▶ _Aim of the exercise_:
The entries below hold a line with "Exercise. Point out the dry" and a line with "Exercise. Point out the pheasant". Return those lines and all that lie between them, exactly and only.

▶ _Source information_:
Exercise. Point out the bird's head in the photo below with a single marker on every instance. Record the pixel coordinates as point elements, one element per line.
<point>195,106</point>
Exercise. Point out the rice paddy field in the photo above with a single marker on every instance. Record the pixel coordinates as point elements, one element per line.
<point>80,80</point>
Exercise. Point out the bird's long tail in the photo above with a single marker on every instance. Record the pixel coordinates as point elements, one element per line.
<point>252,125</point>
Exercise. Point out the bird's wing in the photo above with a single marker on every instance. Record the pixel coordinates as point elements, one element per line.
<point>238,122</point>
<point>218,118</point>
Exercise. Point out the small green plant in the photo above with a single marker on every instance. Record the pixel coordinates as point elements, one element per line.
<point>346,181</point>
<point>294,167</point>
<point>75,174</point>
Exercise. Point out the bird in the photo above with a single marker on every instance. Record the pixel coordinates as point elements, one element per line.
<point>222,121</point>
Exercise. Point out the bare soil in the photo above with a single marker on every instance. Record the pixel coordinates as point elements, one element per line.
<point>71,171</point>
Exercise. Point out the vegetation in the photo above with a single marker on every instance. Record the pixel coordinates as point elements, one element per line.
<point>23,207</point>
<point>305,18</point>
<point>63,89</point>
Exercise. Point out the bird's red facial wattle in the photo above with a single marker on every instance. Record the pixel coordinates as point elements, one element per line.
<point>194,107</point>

==

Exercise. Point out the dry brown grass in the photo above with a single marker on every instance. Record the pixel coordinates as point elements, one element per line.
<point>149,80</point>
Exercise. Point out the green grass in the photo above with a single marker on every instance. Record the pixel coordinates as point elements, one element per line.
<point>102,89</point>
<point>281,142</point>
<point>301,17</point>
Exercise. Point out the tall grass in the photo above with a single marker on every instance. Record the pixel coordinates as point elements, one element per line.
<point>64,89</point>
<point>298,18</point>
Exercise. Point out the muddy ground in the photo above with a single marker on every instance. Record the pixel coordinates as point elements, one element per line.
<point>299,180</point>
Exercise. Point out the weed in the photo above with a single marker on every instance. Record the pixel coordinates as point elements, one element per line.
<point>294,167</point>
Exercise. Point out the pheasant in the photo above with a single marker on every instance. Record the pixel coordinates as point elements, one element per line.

▶ _Exercise response_:
Exercise. Point out the dry brown grass in the photo above with a single marker on every instance. Record the pixel coordinates as point elements, one element per line.
<point>149,80</point>
Exercise. Point out the green grass in the photo above with a single marker on every instance. Record the pixel coordinates as point elements, one element per line.
<point>102,89</point>
<point>281,142</point>
<point>301,17</point>
Exercise. Point out the tall grass in the photo above with a single marker on every instance. Record the pixel coordinates as point elements, one element per line.
<point>64,89</point>
<point>298,18</point>
Exercise. Point out the muddy ground in the photo above with a single marker on every instance. Record the pixel coordinates as point elements, one element per line.
<point>299,180</point>
Exercise. Point out the weed in the photo above with a single marker on every instance. Record the pixel coordinates as point elements, one element per line.
<point>294,167</point>
Exercise. Point out the pheasant in the photo above with a single marker on every instance. Record the pixel coordinates as point elements, one element per line.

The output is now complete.